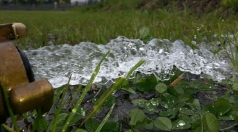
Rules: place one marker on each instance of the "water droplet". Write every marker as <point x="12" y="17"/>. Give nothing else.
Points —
<point x="181" y="123"/>
<point x="56" y="62"/>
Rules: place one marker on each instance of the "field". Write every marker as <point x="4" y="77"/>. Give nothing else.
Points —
<point x="193" y="104"/>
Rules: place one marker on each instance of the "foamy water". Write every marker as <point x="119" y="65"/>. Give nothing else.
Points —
<point x="56" y="63"/>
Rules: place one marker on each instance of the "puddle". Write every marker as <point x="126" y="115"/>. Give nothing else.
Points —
<point x="56" y="63"/>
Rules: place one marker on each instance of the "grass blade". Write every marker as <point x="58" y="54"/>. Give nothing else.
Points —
<point x="103" y="97"/>
<point x="113" y="88"/>
<point x="59" y="109"/>
<point x="5" y="93"/>
<point x="105" y="119"/>
<point x="87" y="88"/>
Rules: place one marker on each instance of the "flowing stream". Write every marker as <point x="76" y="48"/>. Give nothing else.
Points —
<point x="57" y="62"/>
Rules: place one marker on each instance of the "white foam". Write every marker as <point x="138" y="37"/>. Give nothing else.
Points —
<point x="56" y="63"/>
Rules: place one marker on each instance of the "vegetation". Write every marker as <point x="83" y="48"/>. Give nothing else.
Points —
<point x="197" y="105"/>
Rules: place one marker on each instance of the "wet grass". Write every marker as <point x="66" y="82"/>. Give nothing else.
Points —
<point x="179" y="107"/>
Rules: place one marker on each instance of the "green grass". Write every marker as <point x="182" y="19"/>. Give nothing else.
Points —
<point x="77" y="25"/>
<point x="73" y="27"/>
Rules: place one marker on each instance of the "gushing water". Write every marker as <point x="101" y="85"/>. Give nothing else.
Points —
<point x="56" y="63"/>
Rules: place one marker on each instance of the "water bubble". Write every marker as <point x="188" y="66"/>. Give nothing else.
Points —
<point x="181" y="123"/>
<point x="57" y="62"/>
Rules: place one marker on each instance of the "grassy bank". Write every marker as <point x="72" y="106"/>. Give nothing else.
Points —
<point x="193" y="104"/>
<point x="73" y="27"/>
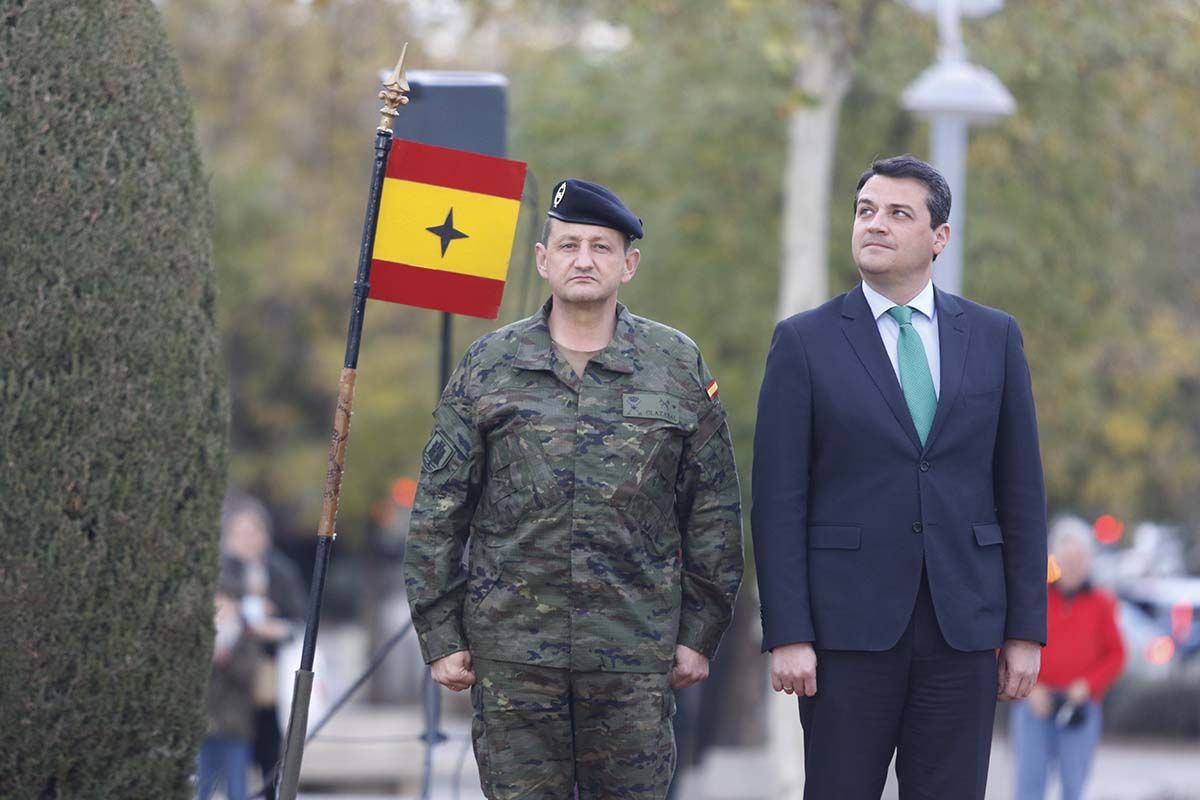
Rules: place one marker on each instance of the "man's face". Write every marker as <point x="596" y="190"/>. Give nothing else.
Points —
<point x="585" y="264"/>
<point x="892" y="239"/>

**What to do**
Without the pictures, restate each entry exactly.

**Result of this exercise**
Rules: place one marker on each instance of the "water droplet". Write every marker as <point x="12" y="17"/>. Give nothing else.
Points —
<point x="181" y="123"/>
<point x="56" y="62"/>
Rules: place one marker on each instance of the "field". Write every marker as <point x="4" y="77"/>. Give nothing else.
Points —
<point x="193" y="104"/>
Rules: place one marker on each instance of the "foamy water". Write every marker as <point x="119" y="65"/>. Give nothing else.
Points —
<point x="56" y="63"/>
Rules: place one marker on each instance of the "puddle". Write every marker as <point x="126" y="115"/>. Give nothing else.
Points —
<point x="56" y="63"/>
Rules: place one marker on each instance of the "grass blade". Write every marker as <point x="58" y="54"/>. Give nothing else.
Points —
<point x="103" y="97"/>
<point x="113" y="88"/>
<point x="59" y="109"/>
<point x="5" y="93"/>
<point x="105" y="119"/>
<point x="87" y="88"/>
Rules: place one marker on each instance of the "flowing stream". Write every marker as <point x="76" y="48"/>. Give nothing else.
Points —
<point x="57" y="62"/>
Rules: place one marker on each instance of the "white foam". Write every marker as <point x="138" y="37"/>. Give nothing else.
Points —
<point x="56" y="63"/>
Rules: place one marker on each instance of the "vegetation". Write every marker as <point x="83" y="48"/>. Give nothing else.
Points —
<point x="197" y="105"/>
Rules: place one marker on each instance of the "wet grass". Write every marker as <point x="66" y="82"/>. Give nothing else.
Points —
<point x="179" y="107"/>
Rules: place one marker on each instance of the "green grass". Write every marker as <point x="182" y="19"/>. Give nothing else.
Points —
<point x="77" y="25"/>
<point x="73" y="27"/>
Rules: place one marker on each instance of the "gushing water". Write every marker as <point x="101" y="85"/>. Give nothing else.
Points —
<point x="56" y="63"/>
Rules: place one marker on each instance of the "water bubble". Write every marker as <point x="188" y="66"/>. Give nothing else.
Points —
<point x="181" y="123"/>
<point x="57" y="62"/>
Rules: place one marker on each instance of the "grassy bank". Write every marker as <point x="72" y="106"/>. Give nothing else.
Points —
<point x="193" y="104"/>
<point x="73" y="27"/>
Rules: place one marker on each instance of the "man's face". Write every marker as <point x="596" y="190"/>. Give nothing else.
Points —
<point x="585" y="264"/>
<point x="892" y="239"/>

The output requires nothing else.